==== BLOK TEKS ====

Page 48 - MODUL 3
P. 48
Dengan serangan besar-besaran, rakyat Bali membalasnya dengan perang habis-habisan
guna mempertahankan harga diri sebagai orang Bali. Pertempuran untuk mempertahankan
Buleleng itu dikenal dengan Puputan Jagaraga. Puputan lainnya, yaitu Puputan Badung (1906),
Puputan Kusamba (1908), dan Puputan Klungkung (1908).
4) Perang Jawa
Disebut perang Jawa karena wilayah pertempuran
hampir meliputi seluruh Jawa. Sebab khusus perang
Jawa, yaitu dibangunnya jalan raya melewati makam
leluhur Pangeran Diponegoro tanpa izin. Sebab umum
dari perang Jawa, yaitu sebagai berikut.
a) Penderitaan rakyat akibat harus membayar
pajak tanah (walah-welit), pajak halaman
kekurangan (pangawang-awang), pajak jumlah
pintu (pencumpling), pajak ternak (pajigar), pajak
pindah nama (penyongket), dan bekti (pajak
jabatan). Gambar perang Jawa.
b) Makin sempitnya wilayah kerajaan dan
menurunnya kedaulatan raja.
c) Intervensi Belanda dalam pemerintahan kerajaan.

==== CUPLIKAN DATA ====

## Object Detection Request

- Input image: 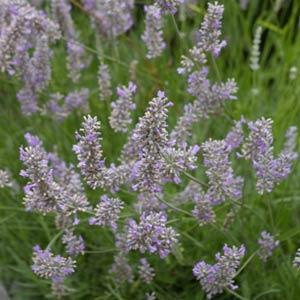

====

PETUNJUK LATIHAN:
A - Ringkaslah paragraf dalam teks sejarah yang diawali kata "Disebut perang Jawa karena" menjadi bentuk yang lebih singkat tanpa menghilangkan fakta utamanya.
B - Cetaklah ulang bagian teks sejarah yang dimulai dari "4) Perang Jawa" dan diakhiri dengan "Gambar perang Jawa." tanpa mengubah apa pun.
Jawablah dengan berpegang pada teks sejarah saja.

KUNCI JAWABAN:
A - Perang Jawa dinamai demikian karena wilayah pertempurannya hampir meliputi seluruh Jawa. Sebab khususnya adalah pembangunan jalan raya tanpa izin yang melewati makam leluhur Pangeran Diponegoro. Perang ini juga memiliki sebab-sebab umum.

B -
4) Perang Jawa
Disebut perang Jawa karena wilayah pertempuran
hampir meliputi seluruh Jawa. Sebab khusus perang
Jawa, yaitu dibangunnya jalan raya melewati makam
leluhur Pangeran Diponegoro tanpa izin. Sebab umum
dari perang Jawa, yaitu sebagai berikut.
a) Penderitaan rakyat akibat harus membayar
pajak tanah (walah-welit), pajak halaman
kekurangan (pangawang-awang), pajak jumlah
pintu (pencumpling), pajak ternak (pajigar), pajak
pindah nama (penyongket), dan bekti (pajak
jabatan). Gambar perang Jawa.